- **Excerpt to read**
━━━

High View Fund, L.P. v. Hall

Decision Date16 September 1998
Docket NumberNo. 98 Civ. 1390(SAS).,No. 98 Civ. 2277(SAS).,98 Civ. 1390(SAS).,98 Civ. 2277(SAS).
Citation27 F.Supp.2d 420
PartiesTHE HIGH VIEW FUND, L.P. and the High View Fund, Plaintiffs, v. E. William HALL and Karen W. Hall, Defendants.
CourtU.S. District Court — Southern District of New York

Daniel Robbins, Brock Silverstein McAuliffe, LLC, New York City, for Plaintiffs.

Curt D. Marshall, Beatie and Osborn, New York City, for Defendants.

OPINION AND ORDER

SCHEINDLIN, District Judge.

On May 29, 1998, plaintiffs The High View Fund, L.P. and The High View Fund (collectively, "High View") filed an Amended Complaint in this consolidated action, asserting claims for (1) violations of the Federal securities laws, (2) fraudulent inducement, (3) violations of the Delaware Blue Sky laws, (4) breach of fiduciary duty, (5) unjust enrichment, (6) conversion, and (7) breach of contract. This Court has subject matter jurisdiction over the Federal securities law claims pursuant to Section 27 of the Securities Exchange Act of 1934 ("Exchange Act"), 15 U.S.C. § 78aa, and 28 U.S.C. § 1331. Jurisdiction over the state law claims is premised on the Court's supplemental jurisdiction, 28 U.S.C. § 1367(a), and diversity jurisdiction, 28 U.S.C. § 1332(a). Defendants E. William Hall and Karen W. Hall now move to dismiss the Amended Complaint pursuant to Fed. R.Civ.P. 8(a), 9(b), and 12(b)(6).

I. Factual Background

This action arises out of plaintiffs' $1 million investment in United Golf Properties, Inc. ("United Golf") and defendants' alleged misuse of United Golf's assets. For purposes of this Opinion, the following facts, drawn from the Amended Complaint, are assumed to be true.

Plaintiff The High View Fund, L.P. is a limited partnership formed under the laws of Delaware, with its principal place of business in New York, New York. Amended Complaint at ¶ 9. Plaintiff The High View Fund is a limited liability company, organized under the laws of the Bahamas, with is principal place of business in the Bahamas. Id. Both The High View Fund, L.P. and The High View Fund are investment partnerships. Id. United Golf is a corporation organized under the laws of Delaware, with its principal place of business in Timonium, Maryland. Id. at ¶ 12. United Golf was purportedly in the business of seeking out and acquiring golf properties. Id. William Hall was the President of United Golf and the Chairman of its Board of Directors until March 2, 1998, and Karen Hall was a director of United Golf until February 20, 1998. Id. at ¶¶ 10-11, 33, 37. The Halls are both citizens of Maryland. Id. at ¶¶ 10-11.

━━━

- **Dataset**
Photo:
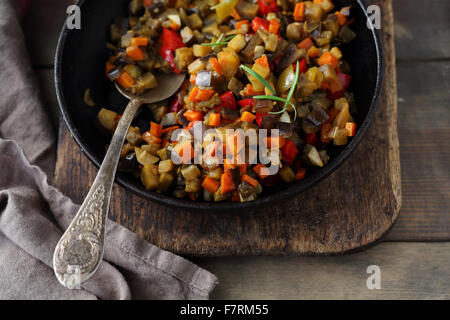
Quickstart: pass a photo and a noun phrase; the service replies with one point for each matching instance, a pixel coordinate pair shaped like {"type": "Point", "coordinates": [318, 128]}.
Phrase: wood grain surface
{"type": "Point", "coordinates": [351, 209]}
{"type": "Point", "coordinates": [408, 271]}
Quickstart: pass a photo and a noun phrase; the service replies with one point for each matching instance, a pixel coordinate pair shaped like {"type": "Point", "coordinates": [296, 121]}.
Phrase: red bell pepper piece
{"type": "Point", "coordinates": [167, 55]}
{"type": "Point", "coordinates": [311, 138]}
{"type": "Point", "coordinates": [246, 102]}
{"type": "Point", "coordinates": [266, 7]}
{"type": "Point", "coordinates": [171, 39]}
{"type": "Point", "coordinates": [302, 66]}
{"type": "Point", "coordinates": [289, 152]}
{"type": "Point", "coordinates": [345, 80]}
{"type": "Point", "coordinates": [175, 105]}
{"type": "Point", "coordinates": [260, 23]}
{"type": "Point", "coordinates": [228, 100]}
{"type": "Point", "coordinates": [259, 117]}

━━━

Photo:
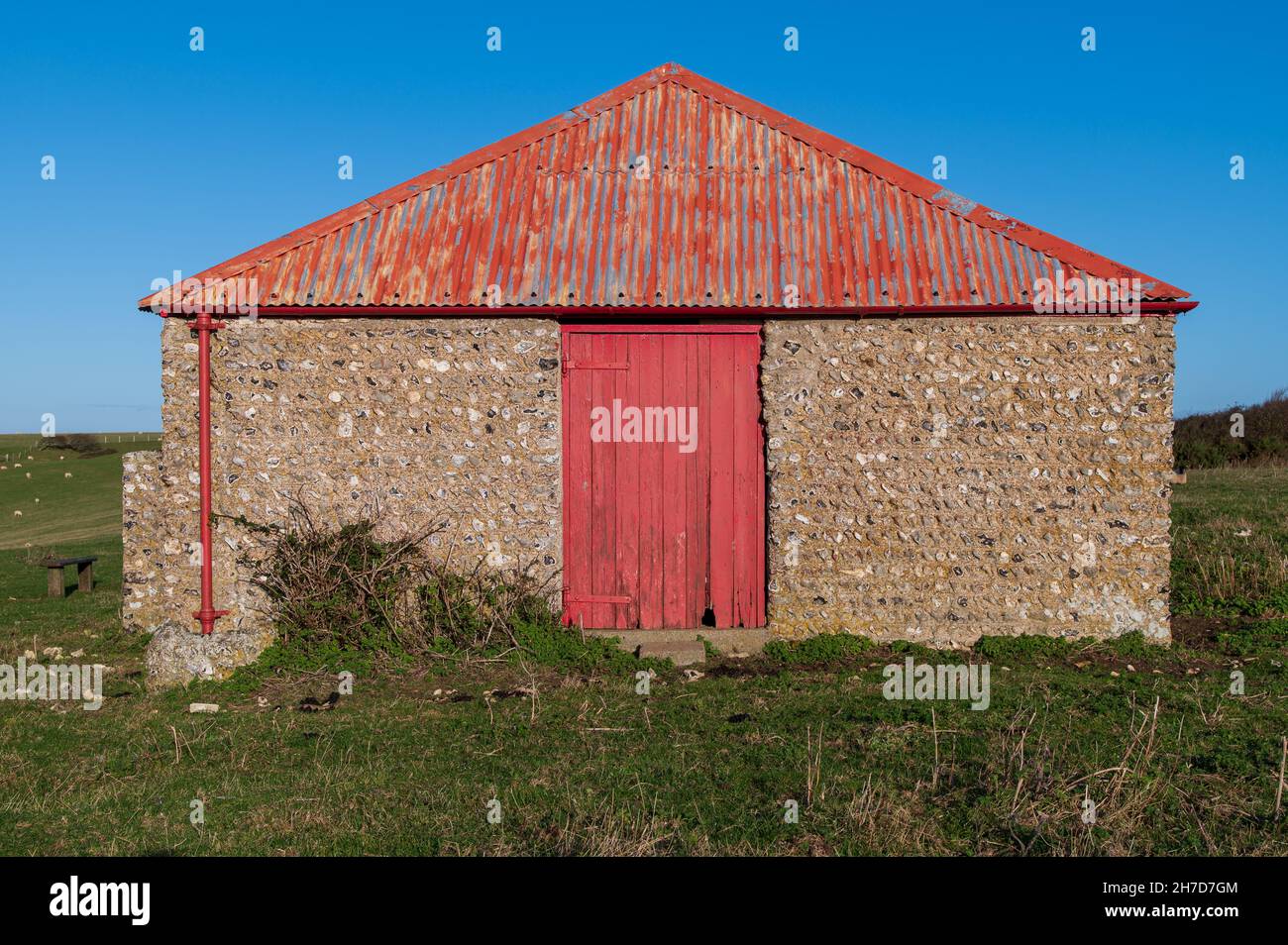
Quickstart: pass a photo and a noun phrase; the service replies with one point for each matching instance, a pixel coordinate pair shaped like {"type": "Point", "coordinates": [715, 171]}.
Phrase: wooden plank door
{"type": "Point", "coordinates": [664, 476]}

━━━

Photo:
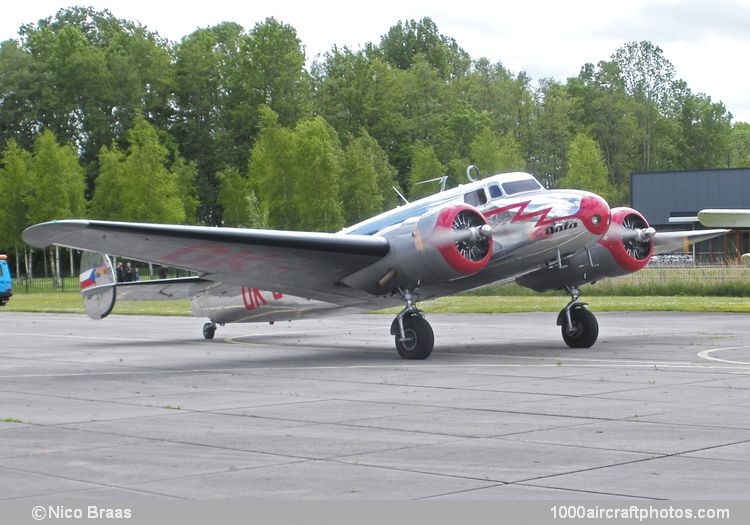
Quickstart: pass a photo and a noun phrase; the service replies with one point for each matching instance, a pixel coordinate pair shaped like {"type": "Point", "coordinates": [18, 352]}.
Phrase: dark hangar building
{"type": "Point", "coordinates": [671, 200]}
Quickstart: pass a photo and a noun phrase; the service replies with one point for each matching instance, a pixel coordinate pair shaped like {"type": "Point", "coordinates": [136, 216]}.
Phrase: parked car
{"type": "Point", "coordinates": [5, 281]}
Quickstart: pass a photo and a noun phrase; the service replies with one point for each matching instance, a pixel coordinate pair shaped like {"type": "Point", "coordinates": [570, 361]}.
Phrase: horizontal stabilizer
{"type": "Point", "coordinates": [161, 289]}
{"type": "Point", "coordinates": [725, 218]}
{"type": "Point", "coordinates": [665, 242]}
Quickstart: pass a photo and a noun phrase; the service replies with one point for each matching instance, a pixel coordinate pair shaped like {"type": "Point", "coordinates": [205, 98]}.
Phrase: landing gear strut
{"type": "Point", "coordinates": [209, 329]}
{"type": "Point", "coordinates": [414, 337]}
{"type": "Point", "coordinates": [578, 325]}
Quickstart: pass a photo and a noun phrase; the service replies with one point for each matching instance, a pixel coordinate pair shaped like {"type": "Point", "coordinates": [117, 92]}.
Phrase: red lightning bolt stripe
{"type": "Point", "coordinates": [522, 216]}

━━━

- **Challenge 1**
Condense the paragraph of the court opinion that begins "Plaintiff The High View Fund, L.P. is a limited partnership" into a bulleted list of its key facts.
- **Challenge 2**
Echo the passage of the court opinion starting at "Citation27 F.Supp.2d 420" and ending at "City, for Plaintiffs.".
- **Challenge 3**
According to the court opinion, how much did the plaintiffs invest in United Golf Properties, Inc.?
Rely on the court opinion alone, not the listing.

- **Right answer 1**
- The High View Fund, L.P.: limited partnership formed under Delaware law, principal place of business in New York, New York.
- The High View Fund: limited liability company organized under Bahamian law, principal place of business in the Bahamas.
- Both plaintiffs are investment partnerships.
- United Golf: Delaware corporation with its principal place of business in Timonium, Maryland, purportedly in the business of seeking out and acquiring golf properties.
- William Hall: President of United Golf and Chairman of its Board of Directors until March 2, 1998.
- Karen Hall: director of United Golf until February 20, 1998.
- Both Halls are citizens of Maryland.

- **Right answer 2**
Citation27 F.Supp.2d 420
PartiesTHE HIGH VIEW FUND, L.P. and the High View Fund, Plaintiffs, v. E. William HALL and Karen W. Hall, Defendants.
CourtU.S. District Court — Southern District of New York

Daniel Robbins, Brock Silverstein McAuliffe, LLC, New York City, for Plaintiffs.

- **Right answer 3**
$1 million.